From b1964178d9b6abadd33531a5dd7788368f89bc40 Mon Sep 17 00:00:00 2001
From: Sean Christopherson <sean.j.christopherson@intel.com>
Date: Tue, 4 Aug 2020 09:14:21 -0700
Subject: [PATCH 1/2] KVM: x86/mmu: Move flush logic from mmu_page_zap_pte() to
 FNAME(invlpg)

Move the logic that controls whether or not FNAME(invlpg) needs to flush
fully into FNAME(invlpg) so that mmu_page_zap_pte() doesn't return a
value.  This allows a future patch to redefine the return semantics for
mmu_page_zap_pte() so that it can recursively zap orphaned child shadow
pages for nested TDP MMUs.

No functional change intended.

Records supplied
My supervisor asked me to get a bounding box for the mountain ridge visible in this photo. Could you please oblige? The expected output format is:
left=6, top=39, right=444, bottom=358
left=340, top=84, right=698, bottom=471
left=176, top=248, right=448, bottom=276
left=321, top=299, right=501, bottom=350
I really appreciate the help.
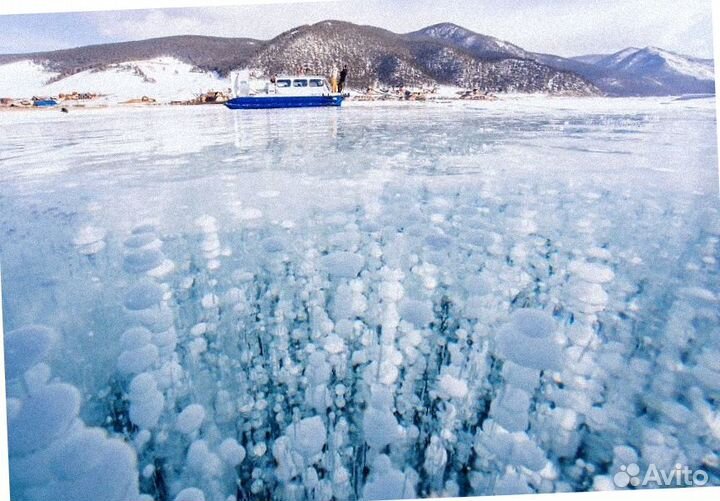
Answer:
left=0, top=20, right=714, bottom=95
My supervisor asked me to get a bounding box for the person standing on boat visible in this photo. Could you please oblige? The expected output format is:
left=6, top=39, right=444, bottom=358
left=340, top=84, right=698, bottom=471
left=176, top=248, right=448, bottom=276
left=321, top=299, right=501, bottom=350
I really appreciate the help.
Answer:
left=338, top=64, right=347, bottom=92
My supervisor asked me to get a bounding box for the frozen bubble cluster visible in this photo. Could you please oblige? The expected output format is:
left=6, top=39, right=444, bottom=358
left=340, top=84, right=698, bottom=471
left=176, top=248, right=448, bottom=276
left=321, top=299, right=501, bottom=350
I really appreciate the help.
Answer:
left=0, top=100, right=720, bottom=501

Required tasks
[1] Decide whether each statement below agrees with the KVM patch text. Answer yes or no for each, and quote the deciding words of the text exactly.
(a) The patch is meant to alter the functional behavior of KVM.
(b) After the change, mmu_page_zap_pte() no longer returns a value.
(c) The patch is dated Tuesday, 4 August 2020.
[2] Output as a numbered list the lines of the records starting at the line that contains "for the person" and ending at the line that contains "left=338, top=64, right=347, bottom=92". Omit blank lines.

Answers to the problems
[1]
(a) No: "No functional change intended."
(b) Yes: "so that mmu_page_zap_pte() doesn't return a value."
(c) Yes: "Tue, 4 Aug 2020"

[2]
1. My supervisor asked me to get a bounding box for the person standing on boat visible in this photo. Could you please oblige? The expected output format is:
2. left=6, top=39, right=444, bottom=358
3. left=340, top=84, right=698, bottom=471
4. left=176, top=248, right=448, bottom=276
5. left=321, top=299, right=501, bottom=350
6. I really appreciate the help.
7. Answer:
8. left=338, top=64, right=347, bottom=92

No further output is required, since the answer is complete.